## Excerpt
——

Gilliland notes that these are HCFA's own statistics published in Federal Register in the surety bond final rule.1 HCFA is required by law to assess a regulation's impact on small businesses.

"The regs said there was not going to be any impact here. HCFA was thinking the bond premiums would be 10 bucks a thousand. What a joke!"

For nonprofit entities to be considered small businesses, the key is whether the agency is independently owned and operated and not dominant in its field. Government entities are considered small entities if they are governments of a city, county, town, township, village, school district, or special district with a population of less than 50,000, Gilliland says.

The SBA's Jackson explains that relationships between hospitals and agencies will be considered on a case-by-case basis.

Just what's in it for you, anyway?

Although complaining about regulatory unfairness will not force overnight change, it will begin a data-collecting process that will prove valuable in the future, Gilliland says. So far, the SBA ombudsman has heard mostly complaints about the Internal Revenue Service and the Environmental Protection Agency. But given enough time, home health agencies would be able to fill an impressive file with complaints about HCFA.

——

## Task goal
Write the next part of the piece on HCFA's surety bond rule and small home health agencies, picking up after its final sentence. The lines that come next have nothing to do with this.

## Dataset content
——

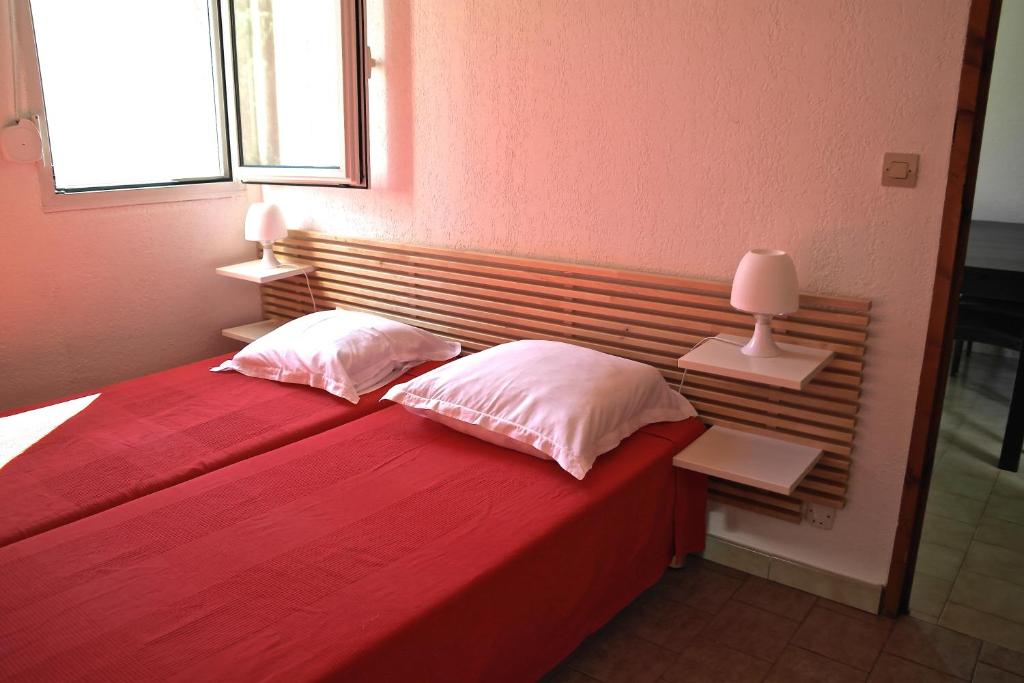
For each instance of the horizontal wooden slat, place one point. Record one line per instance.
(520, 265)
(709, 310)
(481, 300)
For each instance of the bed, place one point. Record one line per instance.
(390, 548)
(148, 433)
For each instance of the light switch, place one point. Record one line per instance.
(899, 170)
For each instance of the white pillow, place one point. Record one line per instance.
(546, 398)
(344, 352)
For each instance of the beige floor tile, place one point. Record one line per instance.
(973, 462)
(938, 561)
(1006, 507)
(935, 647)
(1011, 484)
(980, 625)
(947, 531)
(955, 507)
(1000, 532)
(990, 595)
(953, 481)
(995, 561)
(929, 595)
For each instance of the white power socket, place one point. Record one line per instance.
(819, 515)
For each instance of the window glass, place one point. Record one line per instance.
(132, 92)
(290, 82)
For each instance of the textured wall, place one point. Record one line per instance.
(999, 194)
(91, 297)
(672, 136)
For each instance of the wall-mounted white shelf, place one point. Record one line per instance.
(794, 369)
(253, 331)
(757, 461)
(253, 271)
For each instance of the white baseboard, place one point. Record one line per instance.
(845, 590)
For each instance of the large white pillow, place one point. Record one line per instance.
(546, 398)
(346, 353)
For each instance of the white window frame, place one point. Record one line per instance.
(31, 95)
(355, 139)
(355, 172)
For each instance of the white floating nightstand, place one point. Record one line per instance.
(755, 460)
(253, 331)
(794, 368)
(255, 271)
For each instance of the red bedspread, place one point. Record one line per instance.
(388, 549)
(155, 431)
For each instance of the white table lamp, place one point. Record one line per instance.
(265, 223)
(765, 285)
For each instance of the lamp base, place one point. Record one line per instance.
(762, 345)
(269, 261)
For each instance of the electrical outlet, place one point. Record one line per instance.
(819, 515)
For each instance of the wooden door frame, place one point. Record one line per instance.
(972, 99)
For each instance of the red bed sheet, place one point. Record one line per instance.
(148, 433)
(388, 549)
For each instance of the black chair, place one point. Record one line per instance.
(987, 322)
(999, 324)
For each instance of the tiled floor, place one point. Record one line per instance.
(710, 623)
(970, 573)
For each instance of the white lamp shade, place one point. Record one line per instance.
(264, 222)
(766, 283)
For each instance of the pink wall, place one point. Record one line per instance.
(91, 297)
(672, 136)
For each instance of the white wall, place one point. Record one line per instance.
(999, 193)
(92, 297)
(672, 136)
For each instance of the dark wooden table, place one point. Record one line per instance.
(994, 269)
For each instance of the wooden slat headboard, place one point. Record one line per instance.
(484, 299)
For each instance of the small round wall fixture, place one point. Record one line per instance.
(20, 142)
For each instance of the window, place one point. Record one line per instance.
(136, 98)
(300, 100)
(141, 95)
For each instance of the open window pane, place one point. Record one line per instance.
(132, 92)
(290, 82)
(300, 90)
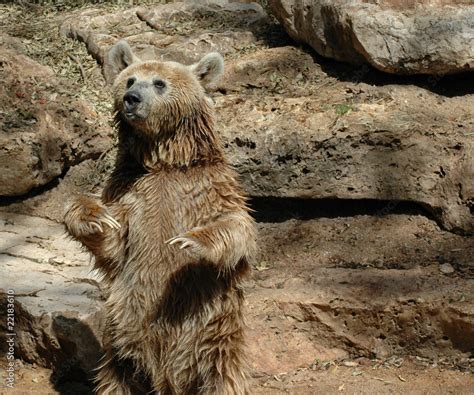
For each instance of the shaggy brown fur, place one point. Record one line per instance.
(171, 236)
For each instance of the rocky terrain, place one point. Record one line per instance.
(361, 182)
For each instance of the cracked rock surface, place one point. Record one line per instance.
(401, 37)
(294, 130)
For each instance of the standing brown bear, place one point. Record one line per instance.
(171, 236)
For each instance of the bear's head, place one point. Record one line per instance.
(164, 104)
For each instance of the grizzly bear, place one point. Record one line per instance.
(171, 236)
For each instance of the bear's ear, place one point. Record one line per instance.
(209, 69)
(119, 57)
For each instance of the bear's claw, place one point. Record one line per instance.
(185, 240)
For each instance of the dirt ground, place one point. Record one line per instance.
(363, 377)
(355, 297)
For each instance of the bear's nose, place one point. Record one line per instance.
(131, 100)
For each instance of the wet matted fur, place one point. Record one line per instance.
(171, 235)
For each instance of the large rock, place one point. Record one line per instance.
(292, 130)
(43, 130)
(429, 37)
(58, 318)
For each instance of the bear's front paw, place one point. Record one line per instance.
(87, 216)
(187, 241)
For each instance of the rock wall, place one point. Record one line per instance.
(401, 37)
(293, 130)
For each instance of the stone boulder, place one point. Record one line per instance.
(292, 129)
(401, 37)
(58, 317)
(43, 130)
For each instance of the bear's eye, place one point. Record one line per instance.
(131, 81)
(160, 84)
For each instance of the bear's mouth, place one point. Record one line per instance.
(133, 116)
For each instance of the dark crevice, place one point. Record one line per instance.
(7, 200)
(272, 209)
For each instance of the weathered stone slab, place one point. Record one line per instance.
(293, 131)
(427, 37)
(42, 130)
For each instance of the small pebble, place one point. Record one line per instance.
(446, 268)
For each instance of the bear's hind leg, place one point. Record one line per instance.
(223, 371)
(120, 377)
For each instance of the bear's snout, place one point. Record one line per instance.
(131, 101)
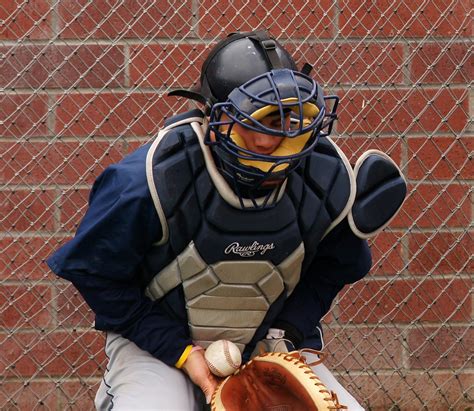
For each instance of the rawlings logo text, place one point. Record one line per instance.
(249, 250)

——

## Exercise result
"Agencies should submit reports when they encounter what they think are unfair practices, for example, dealing with intermediaries. This extends to state surveyors when they are serving on behalf of HCFA. Anything like that. There are a lot of claims denials," Gilliland says, "but no meaningful appeals process. By submitting reports, agencies can build up a database for the SBA, which the SBA can then bring to Congress's attention. If the SBA concludes there is a problem - and I think they will - this can be a counterweight to HCFA. That's the value of the SBA."

The SBA ombudsman does not intervene in cases, but the ombudsman does make an annual report to Congress, Gilliland points out.

His plan is gaining support. Gilliland approached attendees at the National Asso- ciation for Home Care's March policy conference in Washington, DC, with the idea, and most reacted enthusiastically. "I think it's fantastic," says Ann Howard, executive director of the American Federation of Home Health Agencies in Silver Spring, MD. "It's a way to change the system to compile a case against HCFA for arbitrary treatment of home health agencies."

Cathy Frasca, RN, BSN, FACHCA, vice president of home health services for South Hills Health System in Homestead, PA, also liked the idea. "I think that's a great approach. We can use any approach. In Pennsylvania, there's a group of women who own home health agencies, and they're preparing a minority-type lawsuit. They're looking for anything to get the government's attention."

A chance to speak at hearings

Public hearings also are held to discuss particularly nettlesome regulatory problems. All comments received from small businesses will be reflected in the ombudsman's annual report to Congress. Providers are encouraged by the SBA ombudsman's office to attend these hearings and speak out. " Anybody can give testimony on federal regulation," says Susan Kramer, program coordinator for the ombudsman's office in Chicago. "We do encourage home health providers to come."

If you wish to testify at a hearing, contact the national ombudsman's office at (312) 353-0880. (See schedule of hearings, inserted in this issue.)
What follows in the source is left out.